== RECORD EXTRACTS ==

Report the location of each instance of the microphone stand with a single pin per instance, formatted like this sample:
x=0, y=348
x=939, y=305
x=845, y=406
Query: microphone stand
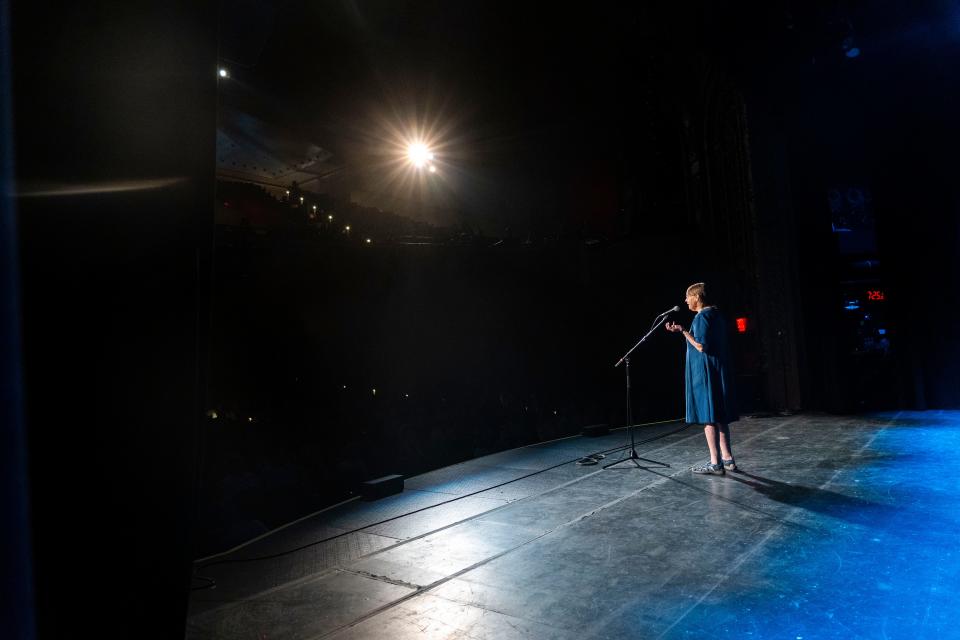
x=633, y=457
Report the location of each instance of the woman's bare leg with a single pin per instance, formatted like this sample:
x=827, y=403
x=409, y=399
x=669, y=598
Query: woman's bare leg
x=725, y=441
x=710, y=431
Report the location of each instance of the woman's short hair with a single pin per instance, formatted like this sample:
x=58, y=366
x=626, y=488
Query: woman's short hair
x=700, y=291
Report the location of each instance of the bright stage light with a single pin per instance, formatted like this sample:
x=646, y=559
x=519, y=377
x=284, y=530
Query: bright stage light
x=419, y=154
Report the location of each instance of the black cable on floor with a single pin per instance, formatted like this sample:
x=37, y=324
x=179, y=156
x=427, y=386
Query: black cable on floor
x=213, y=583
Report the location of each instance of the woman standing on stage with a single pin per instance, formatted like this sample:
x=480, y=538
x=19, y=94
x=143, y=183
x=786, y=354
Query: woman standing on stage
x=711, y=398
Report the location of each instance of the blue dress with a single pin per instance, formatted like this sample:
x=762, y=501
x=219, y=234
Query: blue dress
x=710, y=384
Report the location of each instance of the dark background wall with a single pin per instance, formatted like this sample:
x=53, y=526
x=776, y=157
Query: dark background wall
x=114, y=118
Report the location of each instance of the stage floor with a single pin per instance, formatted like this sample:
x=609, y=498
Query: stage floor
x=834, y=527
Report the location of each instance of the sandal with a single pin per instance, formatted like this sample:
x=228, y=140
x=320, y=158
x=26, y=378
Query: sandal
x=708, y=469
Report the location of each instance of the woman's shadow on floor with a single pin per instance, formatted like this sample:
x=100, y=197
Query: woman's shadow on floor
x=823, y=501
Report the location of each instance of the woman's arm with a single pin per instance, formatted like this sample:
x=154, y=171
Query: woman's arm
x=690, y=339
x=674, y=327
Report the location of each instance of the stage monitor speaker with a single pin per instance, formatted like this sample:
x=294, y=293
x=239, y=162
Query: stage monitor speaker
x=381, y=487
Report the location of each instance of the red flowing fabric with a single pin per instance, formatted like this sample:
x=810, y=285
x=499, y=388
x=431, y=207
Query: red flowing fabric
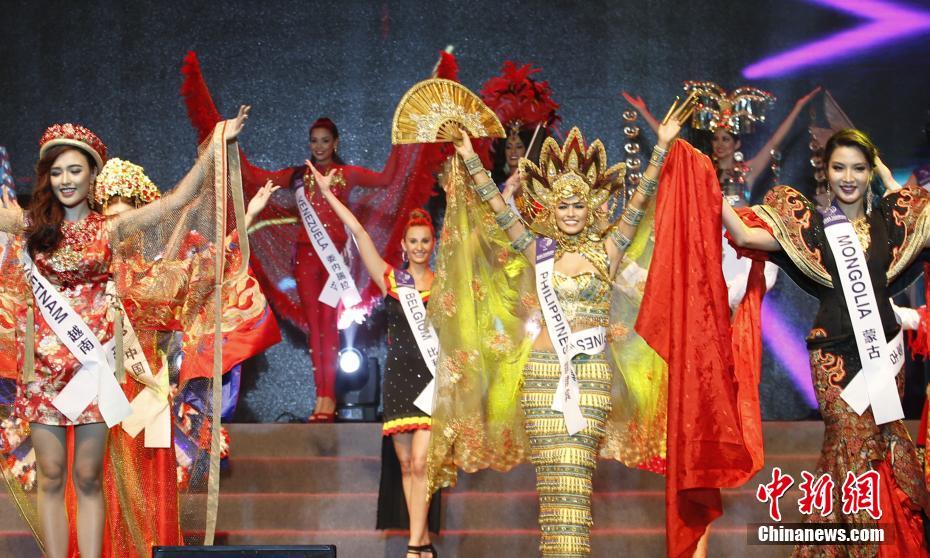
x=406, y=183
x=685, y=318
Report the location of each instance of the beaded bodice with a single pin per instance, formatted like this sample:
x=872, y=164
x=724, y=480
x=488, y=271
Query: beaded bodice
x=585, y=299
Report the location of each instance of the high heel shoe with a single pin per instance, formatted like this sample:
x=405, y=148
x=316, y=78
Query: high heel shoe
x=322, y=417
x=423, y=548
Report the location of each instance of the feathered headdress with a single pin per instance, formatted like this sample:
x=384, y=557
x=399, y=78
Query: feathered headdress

===

=== THE TASK ===
Reproduce all of the material above word for word, omitting the pictures.

=== RESPONSE TO THE TASK ===
Report the location of each instance of the microphone stand with a single pin per instance, formatted like this sample:
x=0, y=348
x=939, y=305
x=845, y=406
Query: microphone stand
x=633, y=457
Report the location of each instance of the woman's bare leg with a single pin per instance, formatted like this sample:
x=827, y=403
x=409, y=399
x=669, y=598
Query: woman's bare leg
x=725, y=441
x=710, y=431
Report the location of each instance of the woman's short hair with a single pin per instance, formatted like this sample:
x=58, y=366
x=626, y=488
Query: woman's short hair
x=700, y=291
Report the location of each instance of the bright stage light with a single pin per instance, formatted like this sample:
x=646, y=559
x=519, y=377
x=284, y=530
Query: bright stage light
x=419, y=154
Report the location of each instance of the black cable on floor with a single pin per instance, formatted like this sample:
x=37, y=324
x=179, y=156
x=427, y=386
Query: black cable on floor
x=213, y=583
Report the location of each instance of the woman standing on stage with a single pin per instance, formatted like this sample:
x=480, y=538
x=19, y=94
x=143, y=183
x=786, y=354
Query: woman standing on stage
x=711, y=398
Report the location of each instance of the blue dress with a single pin per instance, formatted like this sample:
x=762, y=501
x=219, y=234
Query: blue dress
x=710, y=384
Report the location of each instance of the dark background wall with a single pin per instance, formatted like this sample:
x=53, y=526
x=776, y=157
Query: dark background wall
x=114, y=118
Report the location of each instance of the stage floor with a single pin per instance, formatted like this sample:
x=609, y=498
Query: stage floor
x=834, y=527
Report the location of each instance of the sandal with a single pin per instance, formatted like this sample:
x=228, y=140
x=320, y=158
x=26, y=378
Query: sandal
x=708, y=469
Report the location of each instance of the woman's shadow on floor with a single pin per instance, formatted like this sample:
x=100, y=197
Query: woman's shadow on floor
x=823, y=501
Report the location of each instance of the woman's arm with a single pin per instance, formatted like this sample:
x=154, y=171
Query: woman's arm
x=690, y=339
x=674, y=327
Report the location of each instance of the stage monitor speaker with a single pin per instance, formatted like this sample:
x=294, y=293
x=239, y=162
Query: stage monitor speaker
x=381, y=487
Report the location of each instance of the red flowing fabric with a single pin per instance, formatted like this sample:
x=810, y=285
x=499, y=388
x=431, y=207
Query: red flowing fabric
x=406, y=183
x=685, y=318
Report the location of each instance of the beaded bodice with a single pin per instance, formatted like this sample:
x=872, y=164
x=724, y=480
x=488, y=271
Query: beaded bodice
x=585, y=299
Report the location of each instance of the high heel shoe with a single pin per instance, formatted like this sample:
x=405, y=148
x=316, y=78
Query: high heel shoe
x=322, y=417
x=423, y=548
Report the location of each instance of the feathered headdress with a single pin per instance, formatted like this sample:
x=384, y=557
x=399, y=78
Query: feathered headdress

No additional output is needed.